━━━━━ Выбранный отрывок ━━━━━

Интервью для журнала «FUZZ» №5, май 1998 г.

…Зачастую я в стихах высказываю что-то раньше, чем осознаю для себя умственно.

— Когда ты начала писать музыку?

— Ещё в школе, но это можно не считать.

— У тебя тогда не возникало идеи начать заниматься музыкой серьёзно?

— Это было, наоборот, вопреки. Родителей. учителей очень интересовало запихнуть меня в институт, чтобы моя жизнь была как можно более стандартной. Я поступила в Уральский университет на физфак и 2 года там честно училась, пыталась петь в университетской самодеятельности. На второй год учёбы моё окно в общежитии было завалено грамотами, но это всё было фуфло.

— Ты поняла, что всё это не твоё?

— Это происходит даже не на умственном, а на психофизическом уровне, когда ты с непреодолимой силой чувствуешь, что должна делать, а если пытаешься этим пренебречь, то тебя просто стирает в порошок. Я пошла в музыку, потому что не могла иначе… Меня воспитывали как можно более бескрыло — что я не должна строить иллюзий. В подростковом возрасте у человека отсутствует система ценностей: он ещё не знает, кто он, каков мир, и каков он относительно этого мира. Если в этот момент тебе никто не скажет, что ты талантлив, красив, а всё, наоборот, будут тебя давить, то это всё ложится…

— На подсознанку?

━━━━━ Материал ━━━━━

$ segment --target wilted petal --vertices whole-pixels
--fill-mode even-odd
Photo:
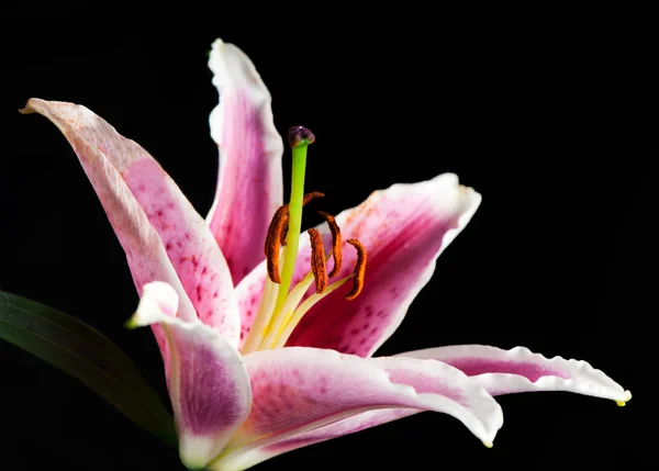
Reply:
[[[24,112],[46,116],[74,147],[137,290],[167,281],[181,296],[183,321],[197,313],[237,345],[239,314],[226,261],[204,220],[158,162],[85,106],[31,99]]]
[[[169,397],[182,462],[201,469],[214,459],[249,413],[249,378],[236,348],[198,319],[174,316],[178,295],[164,282],[144,287],[132,327],[158,323],[169,345]]]
[[[283,144],[270,93],[245,53],[216,40],[209,67],[220,92],[210,120],[220,176],[208,221],[237,284],[264,259],[270,218],[282,204]]]
[[[545,358],[528,348],[504,350],[485,345],[457,345],[400,354],[453,365],[474,377],[490,394],[568,391],[625,403],[632,393],[583,360]]]
[[[482,388],[439,361],[364,359],[333,350],[284,348],[249,354],[245,365],[254,406],[237,438],[211,469],[245,469],[344,435],[349,430],[323,425],[367,410],[386,408],[382,412],[388,414],[392,411],[387,407],[399,406],[409,407],[405,413],[443,412],[485,442],[503,424],[501,407]]]
[[[480,201],[480,194],[460,186],[457,176],[445,173],[376,191],[361,205],[340,213],[336,221],[344,238],[358,238],[368,251],[364,291],[346,302],[347,283],[314,305],[287,346],[372,355],[398,328],[435,271],[437,257],[467,225]],[[319,229],[330,250],[330,231]],[[302,240],[299,261],[308,263],[309,243]],[[346,244],[337,279],[351,272],[355,259],[355,250]],[[298,276],[304,266],[299,269]]]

━━━━━

* Ваша задача:
Выведите интервью целиком, без единого изменения. Листинг — это отдельный материал.

* Результат:
Интервью для журнала «FUZZ» №5, май 1998 г.

…Зачастую я в стихах высказываю что-то раньше, чем осознаю для себя умственно.

— Когда ты начала писать музыку?

— Ещё в школе, но это можно не считать.

— У тебя тогда не возникало идеи начать заниматься музыкой серьёзно?

— Это было, наоборот, вопреки. Родителей. учителей очень интересовало запихнуть меня в институт, чтобы моя жизнь была как можно более стандартной. Я поступила в Уральский университет на физфак и 2 года там честно училась, пыталась петь в университетской самодеятельности. На второй год учёбы моё окно в общежитии было завалено грамотами, но это всё было фуфло.

— Ты поняла, что всё это не твоё?

— Это происходит даже не на умственном, а на психофизическом уровне, когда ты с непреодолимой силой чувствуешь, что должна делать, а если пытаешься этим пренебречь, то тебя просто стирает в порошок. Я пошла в музыку, потому что не могла иначе… Меня воспитывали как можно более бескрыло — что я не должна строить иллюзий. В подростковом возрасте у человека отсутствует система ценностей: он ещё не знает, кто он, каков мир, и каков он относительно этого мира. Если в этот момент тебе никто не скажет, что ты талантлив, красив, а всё, наоборот, будут тебя давить, то это всё ложится…

— На подсознанку?